--- Written instruction ---
Render the entries below as a JSON array of strings, one string per line, with blank lines left out.

--- Supplied data ---
· · ·

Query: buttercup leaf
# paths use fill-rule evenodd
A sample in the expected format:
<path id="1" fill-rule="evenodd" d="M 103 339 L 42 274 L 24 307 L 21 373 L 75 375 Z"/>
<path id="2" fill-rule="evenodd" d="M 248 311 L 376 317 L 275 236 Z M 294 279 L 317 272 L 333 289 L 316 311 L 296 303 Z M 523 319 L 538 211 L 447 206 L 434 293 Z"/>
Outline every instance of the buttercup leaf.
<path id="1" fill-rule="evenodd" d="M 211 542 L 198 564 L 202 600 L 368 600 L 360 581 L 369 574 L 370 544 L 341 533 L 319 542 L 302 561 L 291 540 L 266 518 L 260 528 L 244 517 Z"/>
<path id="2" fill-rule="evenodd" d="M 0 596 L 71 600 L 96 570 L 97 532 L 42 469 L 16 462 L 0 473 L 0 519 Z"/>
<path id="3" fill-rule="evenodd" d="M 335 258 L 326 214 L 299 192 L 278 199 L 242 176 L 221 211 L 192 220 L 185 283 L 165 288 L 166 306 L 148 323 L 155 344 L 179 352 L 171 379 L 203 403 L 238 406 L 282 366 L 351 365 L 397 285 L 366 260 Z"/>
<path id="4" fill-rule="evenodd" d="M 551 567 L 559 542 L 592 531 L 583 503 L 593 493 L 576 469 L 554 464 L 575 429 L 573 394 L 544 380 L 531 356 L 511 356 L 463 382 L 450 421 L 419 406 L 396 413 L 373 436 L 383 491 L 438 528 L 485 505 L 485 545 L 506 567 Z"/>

· · ·

--- Result below ---
[
  "Query: buttercup leaf",
  "# paths use fill-rule evenodd",
  "A sample in the expected format:",
  "<path id=\"1\" fill-rule=\"evenodd\" d=\"M 103 339 L 42 274 L 24 307 L 21 373 L 75 375 Z\"/>",
  "<path id=\"2\" fill-rule=\"evenodd\" d=\"M 248 311 L 376 317 L 275 236 Z M 294 279 L 317 272 L 333 289 L 316 311 L 296 303 Z M 523 319 L 538 211 L 447 206 L 434 293 Z\"/>",
  "Outline every instance of the buttercup leaf.",
  "<path id=\"1\" fill-rule=\"evenodd\" d=\"M 211 542 L 198 564 L 202 600 L 368 600 L 360 581 L 369 574 L 370 544 L 341 533 L 319 542 L 302 561 L 291 540 L 266 518 L 260 528 L 244 517 Z\"/>",
  "<path id=\"2\" fill-rule=\"evenodd\" d=\"M 0 596 L 71 600 L 96 570 L 97 532 L 42 469 L 16 462 L 0 473 L 0 519 Z\"/>",
  "<path id=\"3\" fill-rule=\"evenodd\" d=\"M 335 258 L 326 214 L 299 192 L 278 199 L 242 176 L 221 211 L 192 220 L 185 283 L 165 288 L 166 306 L 148 323 L 155 344 L 179 352 L 171 379 L 203 403 L 238 406 L 282 366 L 351 365 L 397 285 L 366 260 Z\"/>",
  "<path id=\"4\" fill-rule=\"evenodd\" d=\"M 551 567 L 559 542 L 592 531 L 583 503 L 593 493 L 576 469 L 554 464 L 575 429 L 573 394 L 544 380 L 531 356 L 511 356 L 463 382 L 450 421 L 419 406 L 396 413 L 373 436 L 383 491 L 438 528 L 485 505 L 485 545 L 506 567 Z\"/>"
]